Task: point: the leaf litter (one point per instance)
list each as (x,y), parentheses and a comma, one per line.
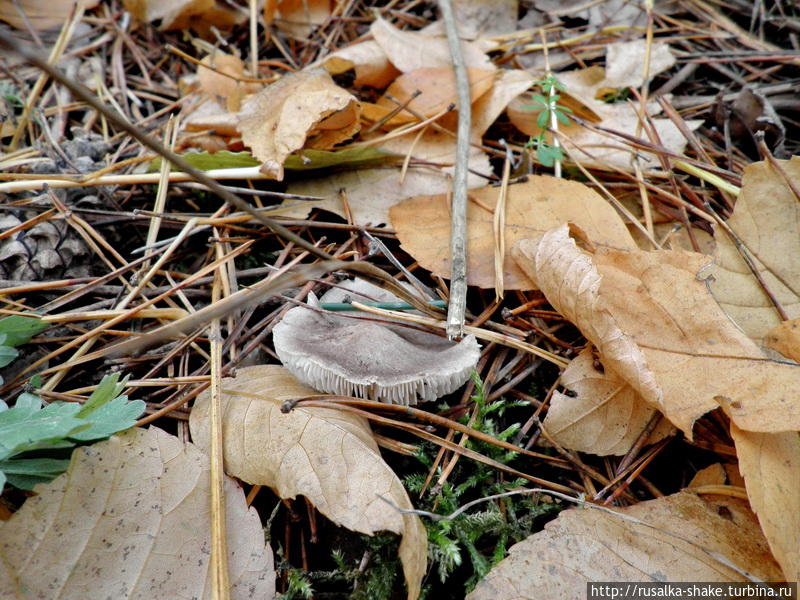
(668,350)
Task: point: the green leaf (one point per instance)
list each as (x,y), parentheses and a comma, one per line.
(19,330)
(542,119)
(205,161)
(28,427)
(309,160)
(25,473)
(7,355)
(116,415)
(109,388)
(305,160)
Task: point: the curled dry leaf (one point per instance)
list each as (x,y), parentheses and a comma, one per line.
(371,193)
(532,208)
(298,18)
(131,519)
(302,109)
(657,326)
(40,14)
(770,464)
(604,415)
(412,50)
(685,535)
(766,218)
(584,91)
(438,92)
(326,455)
(219,76)
(181,14)
(370,62)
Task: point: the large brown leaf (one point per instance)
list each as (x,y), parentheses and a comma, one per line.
(657,326)
(131,519)
(770,465)
(590,545)
(767,220)
(532,207)
(372,192)
(603,415)
(326,455)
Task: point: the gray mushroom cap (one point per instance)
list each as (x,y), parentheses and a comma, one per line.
(360,355)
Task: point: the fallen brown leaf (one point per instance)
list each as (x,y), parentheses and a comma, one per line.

--------------------------------------------------

任务要求: 把以上全部记录逐行排成 Markdown 表格，两列分别为“序号”和“内容”，跳过空行。图片不要放进表格。

参考答案:
| 序号 | 内容 |
|---|---|
| 1 | Task: point: the leaf litter (one point per instance) |
| 2 | list each as (x,y), parentheses and a comma, one per line. |
| 3 | (668,350) |
| 4 | Task: point: the green leaf (one point per instance) |
| 5 | list each as (x,y), parentheses and a comma, one per line. |
| 6 | (19,330) |
| 7 | (542,119) |
| 8 | (205,161) |
| 9 | (28,427) |
| 10 | (309,160) |
| 11 | (25,473) |
| 12 | (7,355) |
| 13 | (116,415) |
| 14 | (109,388) |
| 15 | (305,160) |
| 16 | Task: point: the curled dry leaf (one point per instance) |
| 17 | list each as (x,y), parentheses and a comma, one per line. |
| 18 | (371,193) |
| 19 | (532,208) |
| 20 | (298,18) |
| 21 | (131,519) |
| 22 | (302,109) |
| 23 | (657,326) |
| 24 | (40,14) |
| 25 | (770,464) |
| 26 | (604,415) |
| 27 | (412,50) |
| 28 | (685,535) |
| 29 | (766,218) |
| 30 | (584,91) |
| 31 | (438,92) |
| 32 | (326,455) |
| 33 | (219,76) |
| 34 | (181,14) |
| 35 | (370,62) |
| 36 | Task: point: the large brown leaf (one point per instance) |
| 37 | list each as (x,y), parentheses and a comma, one per line. |
| 38 | (657,326) |
| 39 | (131,519) |
| 40 | (770,465) |
| 41 | (590,545) |
| 42 | (767,220) |
| 43 | (532,207) |
| 44 | (372,192) |
| 45 | (603,415) |
| 46 | (326,455) |
| 47 | Task: point: the gray mushroom cap (one point per instance) |
| 48 | list each as (x,y), parentheses and a comma, one per line. |
| 49 | (360,355) |
| 50 | Task: point: the fallen brown leaf (one point per instance) |
| 51 | list each as (x,y), parentheses and a comma, one per line. |